- EXERCISE DIRECTIONS: Report every line of the records below that contains the string "cluster". Copy each of those lines in full.

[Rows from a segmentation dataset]

━━━━━━

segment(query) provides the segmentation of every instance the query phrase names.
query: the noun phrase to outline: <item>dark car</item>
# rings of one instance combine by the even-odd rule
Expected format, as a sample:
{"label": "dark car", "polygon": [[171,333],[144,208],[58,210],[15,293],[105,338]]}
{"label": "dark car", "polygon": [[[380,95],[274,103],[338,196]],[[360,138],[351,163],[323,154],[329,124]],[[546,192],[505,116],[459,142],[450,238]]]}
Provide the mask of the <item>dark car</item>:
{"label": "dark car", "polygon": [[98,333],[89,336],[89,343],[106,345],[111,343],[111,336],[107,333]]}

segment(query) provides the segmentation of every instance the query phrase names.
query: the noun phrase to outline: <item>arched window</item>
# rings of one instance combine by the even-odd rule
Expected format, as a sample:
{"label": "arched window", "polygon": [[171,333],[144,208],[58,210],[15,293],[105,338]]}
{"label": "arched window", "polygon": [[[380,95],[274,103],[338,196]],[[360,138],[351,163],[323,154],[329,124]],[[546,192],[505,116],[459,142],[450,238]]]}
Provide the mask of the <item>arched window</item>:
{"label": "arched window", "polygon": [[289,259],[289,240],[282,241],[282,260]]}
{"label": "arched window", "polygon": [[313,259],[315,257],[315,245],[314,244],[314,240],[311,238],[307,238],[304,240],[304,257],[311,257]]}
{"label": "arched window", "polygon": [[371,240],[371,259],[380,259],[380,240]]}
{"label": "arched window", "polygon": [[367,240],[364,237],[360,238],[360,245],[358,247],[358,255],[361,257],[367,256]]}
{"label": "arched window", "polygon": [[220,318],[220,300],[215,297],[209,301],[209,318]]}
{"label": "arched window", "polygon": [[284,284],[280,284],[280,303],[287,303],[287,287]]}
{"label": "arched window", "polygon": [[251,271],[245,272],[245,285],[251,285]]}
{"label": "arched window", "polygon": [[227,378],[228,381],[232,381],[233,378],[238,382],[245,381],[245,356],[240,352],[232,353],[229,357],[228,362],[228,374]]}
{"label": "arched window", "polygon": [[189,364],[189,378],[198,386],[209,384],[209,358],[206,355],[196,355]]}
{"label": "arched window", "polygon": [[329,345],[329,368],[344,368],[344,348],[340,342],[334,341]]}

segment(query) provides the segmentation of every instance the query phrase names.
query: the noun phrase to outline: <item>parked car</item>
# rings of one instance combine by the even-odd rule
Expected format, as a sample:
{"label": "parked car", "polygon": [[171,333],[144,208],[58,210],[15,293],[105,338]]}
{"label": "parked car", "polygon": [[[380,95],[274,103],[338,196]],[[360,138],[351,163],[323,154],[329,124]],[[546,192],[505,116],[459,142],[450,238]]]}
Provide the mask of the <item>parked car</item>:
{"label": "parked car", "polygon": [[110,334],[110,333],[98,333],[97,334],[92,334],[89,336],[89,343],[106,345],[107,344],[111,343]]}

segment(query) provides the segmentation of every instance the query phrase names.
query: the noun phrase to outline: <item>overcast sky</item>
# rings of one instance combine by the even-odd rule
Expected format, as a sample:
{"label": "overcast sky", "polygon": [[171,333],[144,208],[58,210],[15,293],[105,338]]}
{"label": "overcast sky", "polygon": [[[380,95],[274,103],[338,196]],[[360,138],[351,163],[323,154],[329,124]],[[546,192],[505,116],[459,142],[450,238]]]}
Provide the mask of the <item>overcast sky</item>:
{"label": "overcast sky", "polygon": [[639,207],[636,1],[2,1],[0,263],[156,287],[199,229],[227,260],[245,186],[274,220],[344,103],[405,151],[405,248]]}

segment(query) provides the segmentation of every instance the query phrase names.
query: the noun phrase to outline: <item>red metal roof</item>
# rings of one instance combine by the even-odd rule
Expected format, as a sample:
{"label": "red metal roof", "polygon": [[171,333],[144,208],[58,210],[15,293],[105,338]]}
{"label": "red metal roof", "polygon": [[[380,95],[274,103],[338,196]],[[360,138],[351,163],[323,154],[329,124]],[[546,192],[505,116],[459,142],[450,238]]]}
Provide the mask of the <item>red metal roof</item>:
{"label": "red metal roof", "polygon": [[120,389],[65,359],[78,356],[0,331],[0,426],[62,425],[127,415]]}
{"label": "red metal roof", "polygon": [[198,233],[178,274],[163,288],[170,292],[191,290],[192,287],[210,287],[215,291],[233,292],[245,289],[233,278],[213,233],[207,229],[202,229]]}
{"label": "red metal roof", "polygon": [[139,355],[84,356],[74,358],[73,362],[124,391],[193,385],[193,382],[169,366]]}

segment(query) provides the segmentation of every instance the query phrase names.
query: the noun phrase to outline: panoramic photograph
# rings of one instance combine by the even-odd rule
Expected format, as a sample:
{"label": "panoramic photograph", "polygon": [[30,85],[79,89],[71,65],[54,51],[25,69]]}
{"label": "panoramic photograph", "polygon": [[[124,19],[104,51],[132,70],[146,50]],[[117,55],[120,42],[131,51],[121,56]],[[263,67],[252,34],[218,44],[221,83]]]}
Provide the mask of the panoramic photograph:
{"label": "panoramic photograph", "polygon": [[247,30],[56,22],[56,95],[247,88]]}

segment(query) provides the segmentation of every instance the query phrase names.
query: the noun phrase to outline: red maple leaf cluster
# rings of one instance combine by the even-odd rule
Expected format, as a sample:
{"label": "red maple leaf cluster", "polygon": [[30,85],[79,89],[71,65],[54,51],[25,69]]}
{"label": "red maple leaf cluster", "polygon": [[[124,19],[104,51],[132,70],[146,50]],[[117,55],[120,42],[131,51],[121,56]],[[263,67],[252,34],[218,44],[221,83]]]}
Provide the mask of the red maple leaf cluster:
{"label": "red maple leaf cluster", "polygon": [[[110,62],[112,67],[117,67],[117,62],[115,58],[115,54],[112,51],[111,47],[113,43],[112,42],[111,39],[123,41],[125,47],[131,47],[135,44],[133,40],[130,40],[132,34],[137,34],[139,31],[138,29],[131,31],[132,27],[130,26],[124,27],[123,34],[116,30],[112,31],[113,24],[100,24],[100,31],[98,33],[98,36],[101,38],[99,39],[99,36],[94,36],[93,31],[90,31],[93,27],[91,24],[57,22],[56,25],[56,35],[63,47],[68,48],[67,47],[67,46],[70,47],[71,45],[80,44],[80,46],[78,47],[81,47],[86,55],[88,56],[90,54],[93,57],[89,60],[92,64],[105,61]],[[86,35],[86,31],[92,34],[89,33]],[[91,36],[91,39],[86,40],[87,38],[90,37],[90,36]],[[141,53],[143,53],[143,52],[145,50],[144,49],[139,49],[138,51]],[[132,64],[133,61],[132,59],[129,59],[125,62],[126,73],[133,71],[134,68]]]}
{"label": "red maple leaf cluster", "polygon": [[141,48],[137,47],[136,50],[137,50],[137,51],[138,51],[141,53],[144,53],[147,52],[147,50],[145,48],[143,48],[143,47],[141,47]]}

━━━━━━

- SOLUTION TO THE EXERCISE:
query: the noun phrase to outline: red maple leaf cluster
{"label": "red maple leaf cluster", "polygon": [[30,85],[79,89],[71,65],[54,51],[25,69]]}
{"label": "red maple leaf cluster", "polygon": [[[124,19],[104,51],[132,70],[146,50]],[[117,55],[120,42],[131,51],[121,56]],[[263,67],[252,34],[218,44],[221,83]]]}
Provide the mask of the red maple leaf cluster:
{"label": "red maple leaf cluster", "polygon": [[[110,62],[112,67],[117,67],[117,62],[115,58],[115,54],[112,51],[111,47],[113,43],[112,42],[111,39],[123,41],[125,47],[131,47],[135,44],[133,40],[130,40],[132,34],[137,34],[139,31],[138,29],[131,31],[132,27],[130,26],[124,27],[123,34],[116,30],[112,31],[113,24],[100,24],[100,31],[98,33],[98,36],[101,38],[99,39],[99,36],[94,36],[93,31],[90,31],[93,27],[91,24],[57,22],[56,25],[56,35],[63,47],[68,48],[67,47],[67,46],[70,47],[71,45],[80,44],[80,46],[78,47],[81,47],[86,55],[88,56],[90,54],[93,57],[89,60],[92,64],[105,61]],[[86,35],[86,31],[92,34],[89,33]],[[91,36],[91,39],[86,40],[87,38],[90,37],[90,36]],[[141,53],[143,53],[143,52],[145,50],[144,49],[139,49],[138,51]],[[132,64],[133,61],[132,59],[129,59],[125,62],[126,73],[133,71],[134,68]]]}
{"label": "red maple leaf cluster", "polygon": [[141,48],[137,47],[136,50],[137,50],[137,51],[138,51],[141,53],[144,53],[147,52],[147,50],[145,48],[143,48],[143,47],[141,47]]}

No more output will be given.